→ GIVEN TASK 1: In the kernel patch excerpt, what value is hw_idx set to in zero_branch_stack?

[V14 3/8] drivers: perf: arm_pmuv3: Enable branch stack sampling framework

Tue Nov 14 23:22:47 PST 2023

On 11/14/23 17:44, James Clark wrote:
> 
> 
> On 14/11/2023 05:13, Anshuman Khandual wrote:
> [...]
> 
>> +/*
>> + * This is a read only constant and safe during multi threaded access
>> + */
>> +static struct perf_branch_stack zero_branch_stack = { .nr = 0, .hw_idx = -1ULL};
>> +
>> +static void read_branch_records(struct pmu_hw_events *cpuc,
>> +				struct perf_event *event,
>> +				struct perf_sample_data *data,
>> +				bool *branch_captured)
>> +{
>> +	/*
>> +	 * CPU specific branch records buffer must have been allocated already
>> +	 * for the hardware records to be captured and processed further.
>> +	 */
>> +	if (WARN_ON(!cpuc->branches))
>> +		return;
>> +
>> +	/*
>> +	 * Overflowed event's branch_sample_type does not match the configured
>> +	 * branch filters in the BRBE HW. So the captured branch records here
>> +	 * cannot be co-related to the overflowed event. Report to the user as
>> +	 * if no branch records have been captured, and flush branch records.

→ GIVEN TASK 2: Which lines of the rows contain the word "white"? Pull out each such line, treating case as significant.

→ SUPPLIED DATA:
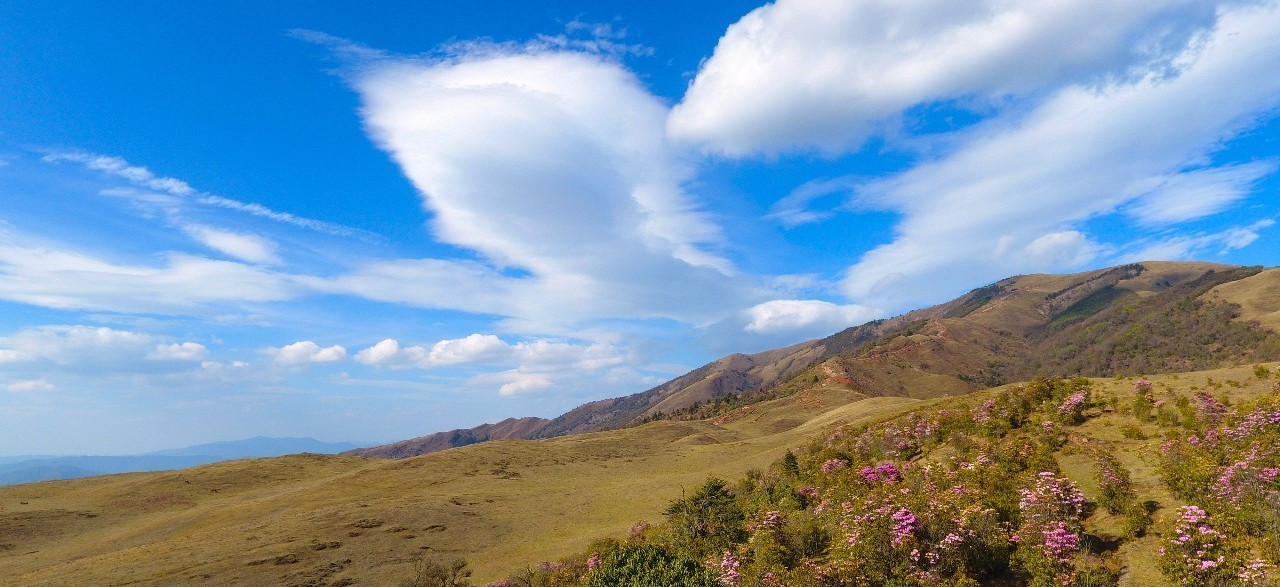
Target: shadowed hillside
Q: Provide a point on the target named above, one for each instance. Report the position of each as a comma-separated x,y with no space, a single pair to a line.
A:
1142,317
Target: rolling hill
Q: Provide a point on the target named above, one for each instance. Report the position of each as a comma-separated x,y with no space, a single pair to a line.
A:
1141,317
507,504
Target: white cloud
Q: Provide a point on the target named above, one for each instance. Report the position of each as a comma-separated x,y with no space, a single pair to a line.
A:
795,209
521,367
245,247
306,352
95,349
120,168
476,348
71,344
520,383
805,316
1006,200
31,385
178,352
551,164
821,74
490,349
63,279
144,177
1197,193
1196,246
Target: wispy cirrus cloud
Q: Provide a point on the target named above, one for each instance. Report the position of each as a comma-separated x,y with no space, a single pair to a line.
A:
...
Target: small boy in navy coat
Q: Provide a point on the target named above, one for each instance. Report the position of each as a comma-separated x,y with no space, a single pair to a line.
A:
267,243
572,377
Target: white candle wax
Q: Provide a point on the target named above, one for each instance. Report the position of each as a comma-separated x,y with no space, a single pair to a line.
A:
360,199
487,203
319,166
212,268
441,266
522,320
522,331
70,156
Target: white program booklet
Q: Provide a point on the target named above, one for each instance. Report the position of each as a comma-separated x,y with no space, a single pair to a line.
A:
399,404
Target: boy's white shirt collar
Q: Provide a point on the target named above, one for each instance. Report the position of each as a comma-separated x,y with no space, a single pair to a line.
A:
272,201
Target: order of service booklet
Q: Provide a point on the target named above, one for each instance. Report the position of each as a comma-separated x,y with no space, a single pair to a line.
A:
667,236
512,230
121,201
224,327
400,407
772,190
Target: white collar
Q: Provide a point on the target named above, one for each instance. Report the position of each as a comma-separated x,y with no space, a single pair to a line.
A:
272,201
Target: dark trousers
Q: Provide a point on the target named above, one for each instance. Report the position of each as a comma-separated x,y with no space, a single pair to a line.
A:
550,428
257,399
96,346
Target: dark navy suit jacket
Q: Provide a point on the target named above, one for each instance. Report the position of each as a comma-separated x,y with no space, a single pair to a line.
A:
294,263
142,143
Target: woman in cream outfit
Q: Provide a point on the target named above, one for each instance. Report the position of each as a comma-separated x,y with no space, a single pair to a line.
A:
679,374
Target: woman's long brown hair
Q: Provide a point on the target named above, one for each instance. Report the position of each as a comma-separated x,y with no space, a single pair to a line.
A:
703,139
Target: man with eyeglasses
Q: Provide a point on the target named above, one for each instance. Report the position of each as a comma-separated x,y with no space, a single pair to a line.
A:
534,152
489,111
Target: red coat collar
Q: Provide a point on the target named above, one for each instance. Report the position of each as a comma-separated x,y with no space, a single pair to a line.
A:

→ RIGHT ANSWER 1: -1ULL

→ RIGHT ANSWER 2:
Target: white cloud
Target: white candle wax
Target: white program booklet
Target: boy's white shirt collar
Target: white collar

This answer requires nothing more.